Bacterial vaginosis (BV) is a common cause of unusual vaginal discharge with odour. BV is not a sexually transmitted infection but it can increase your risk of getting an STD. BV is usually caused by various bacterias such as Gardnerella vaginalis.
The most common symptom of bacterial vaginosis is unusual vaginal discharge that has a strong fishy smell, particularly after sex. You may also notice a change to the colour and consistency of your discharge, such as becoming greyish-white and thin and watery. However, about 50% of women with bacterial vaginosis do not have any symptoms. Less commonly, there may be burning sensation during urination and itching outside the vagina opening.
BV is usually not considered harmful but it can increase your risks of sexually transmitted infections such as Chlamydia and Gonorrhoea leading to development of pelvic inflammatory disease. It can also cause complications during pregnancy leading to premature delivery, loss of pregnancy, infection of the womb after delivery and inflammation of the the membranes surrounding the fetus.

* _Apply what you read_:
(A) Could you reproduce, word for word, everything in the bacterial vaginosis text from "Bacterial vaginosis (BV)" down to "the vagina opening."?
(B) Which complications during pregnancy does the bacterial vaginosis text say BV can cause? List every one.
(C) Can you continue the bacterial vaginosis text from where it stops?
The material that comes next is separate from the bacterial vaginosis text.

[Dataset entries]
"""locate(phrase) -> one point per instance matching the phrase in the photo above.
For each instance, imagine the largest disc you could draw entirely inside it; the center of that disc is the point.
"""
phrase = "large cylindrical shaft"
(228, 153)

* _Responses in order_:
(A)
Bacterial vaginosis (BV) is a common cause of unusual vaginal discharge with odour. BV is not a sexually transmitted infection but it can increase your risk of getting an STD. BV is usually caused by various bacterias such as Gardnerella vaginalis.
The most common symptom of bacterial vaginosis is unusual vaginal discharge that has a strong fishy smell, particularly after sex. You may also notice a change to the colour and consistency of your discharge, such as becoming greyish-white and thin and watery. However, about 50% of women with bacterial vaginosis do not have any symptoms. Less commonly, there may be burning sensation during urination and itching outside the vagina opening.

(B)
- Premature delivery
- Loss of pregnancy
- Infection of the womb after delivery
- Inflammation of the membranes surrounding the fetus

(C)
BV is caused by an imbalance of naturally occurring bacterial flora in a woman’s vagina. The vagina contains mostly 'good' bacteria and some harmful bacteria. The 'good' bacteria such as Lactobacilli produces lactic acid, making the vagina slightly acidic. This prevents other 'bad' bacteria from growing. When the balance of 'good' and 'bad' bacteria are disturbed, the number of harmful bacteria increases leading to infection such as bacterial vaginosis. It is different from other type of vaginal infection such as candidiasis or Trichomoniasis.
Risk factors of developing BV includes douching practice, use of harsh soap or scented feminine products and having a new or multiple sex partners. Treatment of BV includes use of oral antibiotic called Metronidazole or pessary (Flagystatin). Untreated BV can lead to various complications especially during pregnancy. Women who undergoing pelvic surgery such as hysterectomy will be treated before going for the procedure regardless of symptoms. Male partners do not usually need treatment, but BV can spread between female sex partners.